Work instructions » Scan the records below for the line containing "of the ornate" and the line containing "of the dentil". Copy both, plus every line between, exactly.

▼

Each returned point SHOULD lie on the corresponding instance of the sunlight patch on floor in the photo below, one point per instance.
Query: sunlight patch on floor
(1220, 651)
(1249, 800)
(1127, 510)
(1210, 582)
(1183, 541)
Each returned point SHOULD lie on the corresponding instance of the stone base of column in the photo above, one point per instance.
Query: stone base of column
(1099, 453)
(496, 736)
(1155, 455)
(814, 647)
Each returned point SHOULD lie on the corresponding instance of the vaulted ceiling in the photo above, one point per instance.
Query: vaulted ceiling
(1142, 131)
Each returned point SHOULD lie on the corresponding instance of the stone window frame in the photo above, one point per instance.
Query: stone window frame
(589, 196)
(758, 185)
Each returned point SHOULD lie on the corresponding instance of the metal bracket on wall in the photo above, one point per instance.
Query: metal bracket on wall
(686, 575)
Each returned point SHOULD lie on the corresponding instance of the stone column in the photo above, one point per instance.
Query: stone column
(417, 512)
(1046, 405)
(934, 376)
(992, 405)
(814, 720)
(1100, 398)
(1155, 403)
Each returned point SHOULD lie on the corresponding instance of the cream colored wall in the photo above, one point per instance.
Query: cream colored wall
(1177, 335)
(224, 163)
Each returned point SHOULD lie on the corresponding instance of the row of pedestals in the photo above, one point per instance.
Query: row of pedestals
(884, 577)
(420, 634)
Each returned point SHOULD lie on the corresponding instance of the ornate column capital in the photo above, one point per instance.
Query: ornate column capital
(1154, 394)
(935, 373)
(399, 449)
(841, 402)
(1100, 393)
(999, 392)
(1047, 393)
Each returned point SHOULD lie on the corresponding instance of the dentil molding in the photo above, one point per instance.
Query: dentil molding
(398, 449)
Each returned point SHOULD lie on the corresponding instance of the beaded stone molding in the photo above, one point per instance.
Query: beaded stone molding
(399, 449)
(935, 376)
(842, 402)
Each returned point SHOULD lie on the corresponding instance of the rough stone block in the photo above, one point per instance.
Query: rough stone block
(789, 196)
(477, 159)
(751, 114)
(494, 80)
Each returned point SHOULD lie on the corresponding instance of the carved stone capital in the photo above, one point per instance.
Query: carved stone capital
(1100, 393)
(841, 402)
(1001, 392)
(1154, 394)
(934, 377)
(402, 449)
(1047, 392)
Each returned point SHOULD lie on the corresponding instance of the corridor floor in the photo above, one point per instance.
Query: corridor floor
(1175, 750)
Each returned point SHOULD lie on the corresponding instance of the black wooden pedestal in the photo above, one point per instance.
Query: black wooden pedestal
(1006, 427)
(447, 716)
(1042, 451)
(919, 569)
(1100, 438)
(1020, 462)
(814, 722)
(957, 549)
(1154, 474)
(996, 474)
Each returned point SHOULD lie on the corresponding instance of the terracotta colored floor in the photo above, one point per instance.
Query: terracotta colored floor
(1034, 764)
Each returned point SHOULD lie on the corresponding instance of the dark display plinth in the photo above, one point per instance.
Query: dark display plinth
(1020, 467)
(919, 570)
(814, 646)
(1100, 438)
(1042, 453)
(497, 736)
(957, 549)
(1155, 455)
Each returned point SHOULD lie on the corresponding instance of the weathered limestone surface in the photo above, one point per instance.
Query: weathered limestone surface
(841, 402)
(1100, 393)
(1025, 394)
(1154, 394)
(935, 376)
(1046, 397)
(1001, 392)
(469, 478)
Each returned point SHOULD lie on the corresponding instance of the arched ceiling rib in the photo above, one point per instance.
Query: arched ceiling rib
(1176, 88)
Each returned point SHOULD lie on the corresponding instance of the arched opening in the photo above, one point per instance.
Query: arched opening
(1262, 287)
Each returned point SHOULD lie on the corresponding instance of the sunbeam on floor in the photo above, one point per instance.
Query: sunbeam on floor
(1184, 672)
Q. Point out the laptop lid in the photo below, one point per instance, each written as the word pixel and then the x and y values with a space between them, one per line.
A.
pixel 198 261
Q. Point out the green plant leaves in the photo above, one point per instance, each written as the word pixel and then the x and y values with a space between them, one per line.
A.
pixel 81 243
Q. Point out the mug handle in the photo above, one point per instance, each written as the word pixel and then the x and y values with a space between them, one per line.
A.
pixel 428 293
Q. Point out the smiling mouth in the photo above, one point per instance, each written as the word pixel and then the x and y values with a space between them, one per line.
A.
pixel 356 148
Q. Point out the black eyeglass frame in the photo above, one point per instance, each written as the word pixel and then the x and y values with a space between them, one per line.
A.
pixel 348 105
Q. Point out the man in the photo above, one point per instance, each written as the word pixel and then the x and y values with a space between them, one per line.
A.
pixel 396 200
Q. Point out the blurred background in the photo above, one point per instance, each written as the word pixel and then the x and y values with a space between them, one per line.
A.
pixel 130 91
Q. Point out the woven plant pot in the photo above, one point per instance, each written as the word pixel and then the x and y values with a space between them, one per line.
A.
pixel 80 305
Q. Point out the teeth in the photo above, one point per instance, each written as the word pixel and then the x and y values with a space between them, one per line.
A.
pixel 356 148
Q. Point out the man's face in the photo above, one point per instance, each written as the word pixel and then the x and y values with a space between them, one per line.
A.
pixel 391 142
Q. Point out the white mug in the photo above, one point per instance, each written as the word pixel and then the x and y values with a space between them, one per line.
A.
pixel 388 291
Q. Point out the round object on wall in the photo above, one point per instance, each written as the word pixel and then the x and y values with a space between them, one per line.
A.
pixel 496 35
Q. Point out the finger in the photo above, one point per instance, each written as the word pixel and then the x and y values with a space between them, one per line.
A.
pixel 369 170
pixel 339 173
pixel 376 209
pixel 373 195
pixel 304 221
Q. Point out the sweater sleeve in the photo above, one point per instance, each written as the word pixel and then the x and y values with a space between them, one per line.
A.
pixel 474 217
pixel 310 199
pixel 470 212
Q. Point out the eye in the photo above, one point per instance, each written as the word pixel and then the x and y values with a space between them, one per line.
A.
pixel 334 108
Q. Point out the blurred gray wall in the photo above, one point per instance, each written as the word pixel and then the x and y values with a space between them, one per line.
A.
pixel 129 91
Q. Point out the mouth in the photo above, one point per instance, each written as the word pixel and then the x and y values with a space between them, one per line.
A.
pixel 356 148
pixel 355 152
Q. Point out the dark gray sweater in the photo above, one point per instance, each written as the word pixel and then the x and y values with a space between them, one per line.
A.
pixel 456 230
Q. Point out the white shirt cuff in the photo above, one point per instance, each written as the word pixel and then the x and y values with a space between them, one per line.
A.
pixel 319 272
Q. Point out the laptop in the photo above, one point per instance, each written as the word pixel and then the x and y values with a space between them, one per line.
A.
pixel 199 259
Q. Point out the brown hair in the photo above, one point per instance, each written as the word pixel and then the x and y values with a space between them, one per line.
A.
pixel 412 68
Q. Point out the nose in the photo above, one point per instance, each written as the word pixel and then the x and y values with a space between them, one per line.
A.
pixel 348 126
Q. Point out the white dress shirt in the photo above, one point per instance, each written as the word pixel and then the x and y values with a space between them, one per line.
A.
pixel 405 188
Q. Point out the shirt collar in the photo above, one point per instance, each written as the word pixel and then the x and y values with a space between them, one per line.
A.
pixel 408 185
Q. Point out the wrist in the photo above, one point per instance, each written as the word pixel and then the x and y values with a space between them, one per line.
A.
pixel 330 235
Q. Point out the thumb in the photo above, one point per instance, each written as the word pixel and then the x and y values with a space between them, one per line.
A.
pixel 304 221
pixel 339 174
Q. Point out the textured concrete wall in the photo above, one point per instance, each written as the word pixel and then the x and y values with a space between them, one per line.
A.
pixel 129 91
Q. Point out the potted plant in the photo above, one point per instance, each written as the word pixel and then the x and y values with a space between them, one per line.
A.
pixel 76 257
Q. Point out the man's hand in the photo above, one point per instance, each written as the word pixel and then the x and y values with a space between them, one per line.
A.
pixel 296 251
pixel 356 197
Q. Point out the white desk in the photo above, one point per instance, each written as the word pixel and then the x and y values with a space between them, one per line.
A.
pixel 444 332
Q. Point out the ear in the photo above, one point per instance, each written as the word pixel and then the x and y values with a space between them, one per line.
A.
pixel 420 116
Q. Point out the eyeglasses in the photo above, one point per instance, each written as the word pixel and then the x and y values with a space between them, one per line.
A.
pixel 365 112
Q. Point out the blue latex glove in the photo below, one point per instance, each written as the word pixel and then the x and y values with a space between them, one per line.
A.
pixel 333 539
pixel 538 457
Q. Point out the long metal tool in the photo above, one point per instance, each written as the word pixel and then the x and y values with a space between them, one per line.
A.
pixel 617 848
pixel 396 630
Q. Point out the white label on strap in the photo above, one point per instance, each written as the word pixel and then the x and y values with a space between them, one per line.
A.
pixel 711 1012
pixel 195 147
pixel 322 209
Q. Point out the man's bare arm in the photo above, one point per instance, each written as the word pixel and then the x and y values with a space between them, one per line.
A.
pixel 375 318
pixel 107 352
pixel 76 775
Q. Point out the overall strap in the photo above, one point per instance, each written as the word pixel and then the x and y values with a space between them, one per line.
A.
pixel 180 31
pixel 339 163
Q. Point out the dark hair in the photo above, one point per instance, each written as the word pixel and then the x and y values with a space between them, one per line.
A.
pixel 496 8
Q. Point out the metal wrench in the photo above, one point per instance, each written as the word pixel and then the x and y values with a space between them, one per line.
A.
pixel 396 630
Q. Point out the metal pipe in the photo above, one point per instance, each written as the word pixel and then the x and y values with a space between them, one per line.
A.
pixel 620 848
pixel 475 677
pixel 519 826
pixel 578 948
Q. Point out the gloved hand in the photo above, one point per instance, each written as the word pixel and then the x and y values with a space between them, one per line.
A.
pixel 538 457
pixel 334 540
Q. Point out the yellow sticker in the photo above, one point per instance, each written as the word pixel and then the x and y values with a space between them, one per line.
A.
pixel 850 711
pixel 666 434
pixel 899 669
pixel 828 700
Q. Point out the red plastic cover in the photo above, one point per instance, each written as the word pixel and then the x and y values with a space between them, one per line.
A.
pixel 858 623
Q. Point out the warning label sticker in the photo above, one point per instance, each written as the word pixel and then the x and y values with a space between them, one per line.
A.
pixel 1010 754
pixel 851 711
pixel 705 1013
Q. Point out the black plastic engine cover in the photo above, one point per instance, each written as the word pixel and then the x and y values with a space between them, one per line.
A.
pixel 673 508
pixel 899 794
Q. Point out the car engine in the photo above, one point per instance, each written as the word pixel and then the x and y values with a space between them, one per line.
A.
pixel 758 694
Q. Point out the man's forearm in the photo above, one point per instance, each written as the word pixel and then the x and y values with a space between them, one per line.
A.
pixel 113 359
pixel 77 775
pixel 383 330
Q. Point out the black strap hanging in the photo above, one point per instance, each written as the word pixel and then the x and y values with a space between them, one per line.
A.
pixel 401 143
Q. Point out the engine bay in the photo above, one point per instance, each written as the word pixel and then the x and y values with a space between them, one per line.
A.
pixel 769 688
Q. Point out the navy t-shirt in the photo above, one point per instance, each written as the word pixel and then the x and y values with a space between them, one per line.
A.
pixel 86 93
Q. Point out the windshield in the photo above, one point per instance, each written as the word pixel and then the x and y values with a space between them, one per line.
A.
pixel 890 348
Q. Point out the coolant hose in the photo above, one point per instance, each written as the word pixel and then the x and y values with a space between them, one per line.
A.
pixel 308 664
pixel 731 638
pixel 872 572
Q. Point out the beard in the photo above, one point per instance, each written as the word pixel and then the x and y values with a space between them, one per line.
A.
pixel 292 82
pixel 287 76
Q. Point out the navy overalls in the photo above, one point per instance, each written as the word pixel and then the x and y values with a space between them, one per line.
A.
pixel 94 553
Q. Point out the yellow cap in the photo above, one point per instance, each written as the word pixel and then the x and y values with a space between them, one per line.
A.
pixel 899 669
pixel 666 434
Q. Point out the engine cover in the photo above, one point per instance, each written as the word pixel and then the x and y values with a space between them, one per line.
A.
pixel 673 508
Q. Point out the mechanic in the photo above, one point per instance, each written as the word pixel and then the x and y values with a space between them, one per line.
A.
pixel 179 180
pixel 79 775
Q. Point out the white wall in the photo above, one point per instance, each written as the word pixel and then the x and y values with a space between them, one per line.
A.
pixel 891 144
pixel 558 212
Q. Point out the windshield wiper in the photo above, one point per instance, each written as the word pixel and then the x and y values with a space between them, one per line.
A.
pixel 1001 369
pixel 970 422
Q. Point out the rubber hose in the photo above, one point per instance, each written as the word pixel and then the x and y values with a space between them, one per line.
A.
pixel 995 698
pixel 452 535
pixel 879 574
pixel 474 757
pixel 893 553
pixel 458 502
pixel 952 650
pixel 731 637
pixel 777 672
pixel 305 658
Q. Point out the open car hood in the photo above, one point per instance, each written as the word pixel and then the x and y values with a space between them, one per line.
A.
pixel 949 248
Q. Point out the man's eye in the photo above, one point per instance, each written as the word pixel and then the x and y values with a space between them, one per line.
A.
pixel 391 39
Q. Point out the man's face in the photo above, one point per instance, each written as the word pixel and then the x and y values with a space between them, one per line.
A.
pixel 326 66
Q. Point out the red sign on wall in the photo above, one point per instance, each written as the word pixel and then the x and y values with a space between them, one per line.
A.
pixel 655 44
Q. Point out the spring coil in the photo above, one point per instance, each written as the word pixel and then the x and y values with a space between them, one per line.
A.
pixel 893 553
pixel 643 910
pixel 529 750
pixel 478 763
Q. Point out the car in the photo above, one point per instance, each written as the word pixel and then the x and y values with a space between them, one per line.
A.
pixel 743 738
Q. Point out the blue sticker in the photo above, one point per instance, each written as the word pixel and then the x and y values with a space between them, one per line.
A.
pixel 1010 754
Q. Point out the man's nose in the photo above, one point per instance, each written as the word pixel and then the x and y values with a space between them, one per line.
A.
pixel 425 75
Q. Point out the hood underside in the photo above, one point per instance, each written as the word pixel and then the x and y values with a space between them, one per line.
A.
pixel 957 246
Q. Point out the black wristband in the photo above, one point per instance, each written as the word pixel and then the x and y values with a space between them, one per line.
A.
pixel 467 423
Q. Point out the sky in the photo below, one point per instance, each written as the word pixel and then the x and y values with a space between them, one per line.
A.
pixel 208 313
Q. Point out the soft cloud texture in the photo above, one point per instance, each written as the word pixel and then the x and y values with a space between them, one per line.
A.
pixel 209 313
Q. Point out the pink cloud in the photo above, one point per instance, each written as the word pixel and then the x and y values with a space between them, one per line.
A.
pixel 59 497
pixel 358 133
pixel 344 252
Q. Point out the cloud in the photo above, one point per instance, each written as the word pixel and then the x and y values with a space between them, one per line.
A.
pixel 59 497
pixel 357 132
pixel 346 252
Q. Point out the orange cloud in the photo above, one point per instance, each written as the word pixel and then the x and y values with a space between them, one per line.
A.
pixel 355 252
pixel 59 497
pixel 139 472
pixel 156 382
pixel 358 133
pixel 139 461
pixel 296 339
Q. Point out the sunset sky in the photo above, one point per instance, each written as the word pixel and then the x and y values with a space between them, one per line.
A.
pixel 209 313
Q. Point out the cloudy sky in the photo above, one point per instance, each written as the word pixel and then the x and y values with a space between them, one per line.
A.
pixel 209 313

▲

Answer space »
Each returned point SHOULD lie on the corresponding instance of the ornate column capital in the photo above, one point per instance.
Query: ornate column capital
(1154, 394)
(935, 373)
(399, 449)
(841, 402)
(1100, 393)
(999, 392)
(1047, 393)
Each returned point SHOULD lie on the corresponding instance of the dentil molding in the photo above, one point per instance.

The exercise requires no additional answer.